Pussy cat, pussy cat where have you been?
“I have been to London to visit the queen”
Pussy cat, pussy cat what did you there?
“I frightened a little mouse right under her chair”

 You ever think about it? Here is a cat that has been given probably the greatest opportunity of his life, the chance to see the queen. To enjoy all the privileges of meeting monarchy. Now I don’t know your opinion of the royal family but most of us are curious enough by nature to jump at a chance to meet Queen Elizabeth and all her children, even if it is morbid curiosity.

 So here is our pussy cat, who for brevity sake we shall call PC. PC has gone to London to see the Queen and when he gets there from his commentary we discover that instead of making the most of the time he had with her he did a very common and instinctive thing. He chased a mouse right under her chair. Not a bad thing, not an evil thing, but given the circumstances probably not the best possible use that he could have given to his time. And yet I am sure that if you spoke to PC that he would tell you that right then that had seemed to be the thing that should be done. After all he was a cat and the mouse was a mouse and tradition, duty and obligation would say that there was indeed some urgency required if he was to catch the mouse.

 And so the tyranny of the urgent took over and robbed PC of his entire purpose of going to see the Queen. From his brief account of his visit this would appear to be the sum total what happened in his encounter with royalty. Not that he did anything wrong, but he sacrificed the best possible use of his time to satisfy his preconceived idea of the necessary.

 I wonder this morning how many of us could testify to having wasted precious moments with the necessary when much greater opportunities lay at hand.

 Let me start with three premises that you may or may not agree with and that is your prerogative completely. The first thing is this; you will always find time to do the things that you want to do. You can believe that or not but at least think about it. When I was in Bible College I could never find time to study, I used to lament about there not being enough hours in the day, sound familiar? Right but I could always find time to take Angela out, or to go to a hockey game, or read a good book, or play monopoly with Peter Fuller, Jeff Turcotte and Allan Mullen until three o’clock in the morning. But there never seemed to be enough time to study.

 The second thing is that you have the same twenty four hours in your day as everybody else, the same twenty four hours that Steven Harper has in his day and Barak Oboma has in his day and they both have countries to run. God doesn’t give some people thirty hour days and other people ten hour days, everyone of us gets twenty four hours in our day, and every hour has sixty minutes in it, and every minute has sixty seconds in it. We all get the same amount of time in our day, but each one of us will determine how we are going to spend those hours.

 Somebody once said “We waste our time as if it were as worthless as money!” You can always make more money but when time is gone it’s gone forever.

◆ Provided records:
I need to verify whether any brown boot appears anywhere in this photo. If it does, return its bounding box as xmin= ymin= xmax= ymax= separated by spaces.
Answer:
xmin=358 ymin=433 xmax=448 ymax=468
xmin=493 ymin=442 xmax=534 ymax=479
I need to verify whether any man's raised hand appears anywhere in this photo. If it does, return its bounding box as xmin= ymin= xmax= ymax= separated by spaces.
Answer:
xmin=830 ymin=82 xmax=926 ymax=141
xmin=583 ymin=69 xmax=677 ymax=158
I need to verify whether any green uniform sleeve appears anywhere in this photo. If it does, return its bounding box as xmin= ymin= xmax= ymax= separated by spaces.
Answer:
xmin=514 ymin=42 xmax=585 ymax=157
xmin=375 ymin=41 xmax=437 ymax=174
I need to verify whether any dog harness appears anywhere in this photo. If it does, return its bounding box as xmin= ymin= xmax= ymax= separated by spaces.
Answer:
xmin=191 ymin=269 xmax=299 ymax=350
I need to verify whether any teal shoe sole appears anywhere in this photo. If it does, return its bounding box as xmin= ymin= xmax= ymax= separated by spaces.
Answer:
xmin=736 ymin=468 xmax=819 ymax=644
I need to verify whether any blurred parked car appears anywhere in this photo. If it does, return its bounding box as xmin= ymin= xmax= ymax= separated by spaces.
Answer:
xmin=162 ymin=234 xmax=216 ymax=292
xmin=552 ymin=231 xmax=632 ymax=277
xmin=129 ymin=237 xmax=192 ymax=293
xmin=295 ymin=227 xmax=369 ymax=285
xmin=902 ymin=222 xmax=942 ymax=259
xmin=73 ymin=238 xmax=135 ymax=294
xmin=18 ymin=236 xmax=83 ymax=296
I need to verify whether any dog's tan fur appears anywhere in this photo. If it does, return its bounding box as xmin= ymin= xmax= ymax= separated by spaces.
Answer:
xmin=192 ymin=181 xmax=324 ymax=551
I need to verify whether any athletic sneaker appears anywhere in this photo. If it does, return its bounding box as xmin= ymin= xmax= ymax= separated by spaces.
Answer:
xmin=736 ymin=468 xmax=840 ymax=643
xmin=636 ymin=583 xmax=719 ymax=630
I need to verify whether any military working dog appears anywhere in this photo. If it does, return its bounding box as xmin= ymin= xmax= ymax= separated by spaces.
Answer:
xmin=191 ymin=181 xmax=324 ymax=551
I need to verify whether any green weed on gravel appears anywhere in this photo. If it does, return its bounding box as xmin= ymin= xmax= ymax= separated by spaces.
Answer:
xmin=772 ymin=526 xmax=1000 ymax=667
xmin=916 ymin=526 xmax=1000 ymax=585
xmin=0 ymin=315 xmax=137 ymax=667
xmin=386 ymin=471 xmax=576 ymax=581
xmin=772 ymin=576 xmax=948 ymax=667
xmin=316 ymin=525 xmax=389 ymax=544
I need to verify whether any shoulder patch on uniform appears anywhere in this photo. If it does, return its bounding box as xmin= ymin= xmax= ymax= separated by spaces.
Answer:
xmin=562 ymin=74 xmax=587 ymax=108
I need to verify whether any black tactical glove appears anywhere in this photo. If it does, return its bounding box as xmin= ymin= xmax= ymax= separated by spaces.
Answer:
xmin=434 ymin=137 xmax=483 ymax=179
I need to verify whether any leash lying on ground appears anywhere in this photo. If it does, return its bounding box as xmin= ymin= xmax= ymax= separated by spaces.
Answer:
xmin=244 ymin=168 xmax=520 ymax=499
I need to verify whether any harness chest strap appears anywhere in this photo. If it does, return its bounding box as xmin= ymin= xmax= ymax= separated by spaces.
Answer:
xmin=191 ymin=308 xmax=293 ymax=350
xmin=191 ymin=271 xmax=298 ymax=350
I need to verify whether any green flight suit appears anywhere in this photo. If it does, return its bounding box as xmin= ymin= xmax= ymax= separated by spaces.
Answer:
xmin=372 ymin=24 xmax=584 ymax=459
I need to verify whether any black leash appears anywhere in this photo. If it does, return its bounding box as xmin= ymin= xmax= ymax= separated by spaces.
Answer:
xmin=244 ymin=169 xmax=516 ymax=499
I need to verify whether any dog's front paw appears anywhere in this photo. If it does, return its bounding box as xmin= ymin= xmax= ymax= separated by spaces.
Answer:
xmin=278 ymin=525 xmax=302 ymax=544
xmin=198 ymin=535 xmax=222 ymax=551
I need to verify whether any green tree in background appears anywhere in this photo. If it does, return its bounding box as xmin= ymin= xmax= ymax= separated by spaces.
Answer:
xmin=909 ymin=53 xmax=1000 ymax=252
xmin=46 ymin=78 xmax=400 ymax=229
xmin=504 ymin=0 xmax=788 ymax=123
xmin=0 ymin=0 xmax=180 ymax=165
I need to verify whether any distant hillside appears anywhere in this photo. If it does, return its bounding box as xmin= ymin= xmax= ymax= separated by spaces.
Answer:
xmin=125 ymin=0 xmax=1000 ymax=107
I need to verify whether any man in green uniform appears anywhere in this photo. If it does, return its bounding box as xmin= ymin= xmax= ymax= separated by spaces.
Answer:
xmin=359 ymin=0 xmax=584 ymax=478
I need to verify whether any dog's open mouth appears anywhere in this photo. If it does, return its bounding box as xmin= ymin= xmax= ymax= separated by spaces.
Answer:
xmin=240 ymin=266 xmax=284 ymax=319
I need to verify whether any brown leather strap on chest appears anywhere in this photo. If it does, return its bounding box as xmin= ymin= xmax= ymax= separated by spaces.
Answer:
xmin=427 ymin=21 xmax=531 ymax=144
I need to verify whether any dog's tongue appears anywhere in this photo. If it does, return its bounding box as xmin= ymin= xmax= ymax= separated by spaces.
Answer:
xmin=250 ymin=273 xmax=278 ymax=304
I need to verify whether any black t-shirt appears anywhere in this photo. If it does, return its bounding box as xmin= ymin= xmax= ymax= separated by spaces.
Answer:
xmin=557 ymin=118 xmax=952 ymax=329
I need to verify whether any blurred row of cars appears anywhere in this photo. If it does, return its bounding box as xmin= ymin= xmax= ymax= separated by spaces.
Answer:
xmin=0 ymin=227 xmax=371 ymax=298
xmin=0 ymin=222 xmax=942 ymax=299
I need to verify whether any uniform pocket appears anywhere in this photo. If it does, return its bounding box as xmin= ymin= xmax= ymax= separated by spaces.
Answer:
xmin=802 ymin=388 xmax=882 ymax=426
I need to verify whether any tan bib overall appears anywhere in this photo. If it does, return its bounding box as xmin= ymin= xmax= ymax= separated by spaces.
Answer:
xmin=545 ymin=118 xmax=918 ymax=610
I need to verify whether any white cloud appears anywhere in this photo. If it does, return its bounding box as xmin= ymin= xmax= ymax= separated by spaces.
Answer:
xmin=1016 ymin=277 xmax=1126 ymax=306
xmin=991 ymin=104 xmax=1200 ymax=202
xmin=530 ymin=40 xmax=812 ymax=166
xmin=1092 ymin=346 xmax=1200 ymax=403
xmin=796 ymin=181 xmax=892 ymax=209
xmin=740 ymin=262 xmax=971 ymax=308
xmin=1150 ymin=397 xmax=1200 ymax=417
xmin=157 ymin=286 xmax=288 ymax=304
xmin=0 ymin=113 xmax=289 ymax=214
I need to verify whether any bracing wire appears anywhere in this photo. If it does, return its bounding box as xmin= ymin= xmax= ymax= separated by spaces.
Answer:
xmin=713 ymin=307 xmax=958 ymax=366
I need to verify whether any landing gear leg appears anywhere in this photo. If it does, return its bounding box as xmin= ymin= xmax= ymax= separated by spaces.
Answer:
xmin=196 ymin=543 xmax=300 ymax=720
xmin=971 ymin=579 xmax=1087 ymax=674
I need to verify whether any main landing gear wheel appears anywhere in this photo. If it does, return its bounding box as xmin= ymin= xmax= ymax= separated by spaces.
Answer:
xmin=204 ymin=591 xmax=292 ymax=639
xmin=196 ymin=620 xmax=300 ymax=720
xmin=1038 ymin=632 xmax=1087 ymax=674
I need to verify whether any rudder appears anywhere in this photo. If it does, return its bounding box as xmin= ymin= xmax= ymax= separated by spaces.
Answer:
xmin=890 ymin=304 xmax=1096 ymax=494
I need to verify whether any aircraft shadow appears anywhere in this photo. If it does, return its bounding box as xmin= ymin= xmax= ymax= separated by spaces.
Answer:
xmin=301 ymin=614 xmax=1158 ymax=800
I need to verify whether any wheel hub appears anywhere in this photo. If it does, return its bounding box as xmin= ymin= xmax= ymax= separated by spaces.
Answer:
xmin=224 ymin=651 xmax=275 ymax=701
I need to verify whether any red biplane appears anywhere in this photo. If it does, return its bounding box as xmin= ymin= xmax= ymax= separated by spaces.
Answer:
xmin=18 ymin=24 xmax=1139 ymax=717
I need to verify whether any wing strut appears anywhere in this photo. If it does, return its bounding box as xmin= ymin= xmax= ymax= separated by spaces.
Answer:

◆ Task objective:
In the text about the pussy cat rhyme and wasted time, who did the writer play Monopoly with until three in the morning during Bible College?

◆ Correct response:
Peter Fuller, Jeff Turcotte and Allan Mullen.